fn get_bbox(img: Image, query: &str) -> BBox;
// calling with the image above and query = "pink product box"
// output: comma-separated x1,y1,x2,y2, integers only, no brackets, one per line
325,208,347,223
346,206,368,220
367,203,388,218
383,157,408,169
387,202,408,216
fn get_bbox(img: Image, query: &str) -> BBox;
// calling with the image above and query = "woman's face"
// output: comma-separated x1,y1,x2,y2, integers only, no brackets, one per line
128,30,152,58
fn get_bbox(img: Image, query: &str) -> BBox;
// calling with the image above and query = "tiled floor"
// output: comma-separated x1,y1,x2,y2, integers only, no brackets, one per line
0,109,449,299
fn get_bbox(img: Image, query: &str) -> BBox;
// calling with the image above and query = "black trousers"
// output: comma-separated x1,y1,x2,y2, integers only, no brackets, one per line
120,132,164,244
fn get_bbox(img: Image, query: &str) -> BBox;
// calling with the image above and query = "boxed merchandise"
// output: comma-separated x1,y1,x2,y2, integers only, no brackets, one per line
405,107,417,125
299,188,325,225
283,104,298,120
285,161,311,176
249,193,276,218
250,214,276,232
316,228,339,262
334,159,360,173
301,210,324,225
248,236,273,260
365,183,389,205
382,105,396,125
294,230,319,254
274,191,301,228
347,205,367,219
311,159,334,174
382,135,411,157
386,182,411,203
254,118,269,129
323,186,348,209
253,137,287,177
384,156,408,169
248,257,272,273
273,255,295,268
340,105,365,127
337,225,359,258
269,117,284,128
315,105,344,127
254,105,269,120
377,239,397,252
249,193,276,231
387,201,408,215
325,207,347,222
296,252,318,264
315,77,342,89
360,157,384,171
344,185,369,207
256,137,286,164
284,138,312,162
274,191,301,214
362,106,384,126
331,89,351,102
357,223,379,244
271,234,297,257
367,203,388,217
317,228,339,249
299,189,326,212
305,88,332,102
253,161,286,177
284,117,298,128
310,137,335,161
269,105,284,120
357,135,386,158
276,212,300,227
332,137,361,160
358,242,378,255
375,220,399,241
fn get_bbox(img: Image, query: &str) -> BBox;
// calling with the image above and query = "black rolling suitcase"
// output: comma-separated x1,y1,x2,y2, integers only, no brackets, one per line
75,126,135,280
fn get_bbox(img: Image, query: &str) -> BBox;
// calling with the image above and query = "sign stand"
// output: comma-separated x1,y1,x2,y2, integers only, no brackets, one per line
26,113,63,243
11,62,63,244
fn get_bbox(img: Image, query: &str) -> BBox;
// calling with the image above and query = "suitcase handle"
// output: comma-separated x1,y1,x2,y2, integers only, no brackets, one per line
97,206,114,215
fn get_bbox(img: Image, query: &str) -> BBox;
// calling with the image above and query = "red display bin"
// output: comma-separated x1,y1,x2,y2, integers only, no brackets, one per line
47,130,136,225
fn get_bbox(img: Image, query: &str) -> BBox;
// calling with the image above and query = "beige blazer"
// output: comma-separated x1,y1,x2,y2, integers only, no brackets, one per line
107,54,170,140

## Your task
Each line of the data that has the string "black" should be returned.

## Answer to the exercise
// calling with the image above and query = "black trousers"
// calling with the image above and query = "black rolling suitcase"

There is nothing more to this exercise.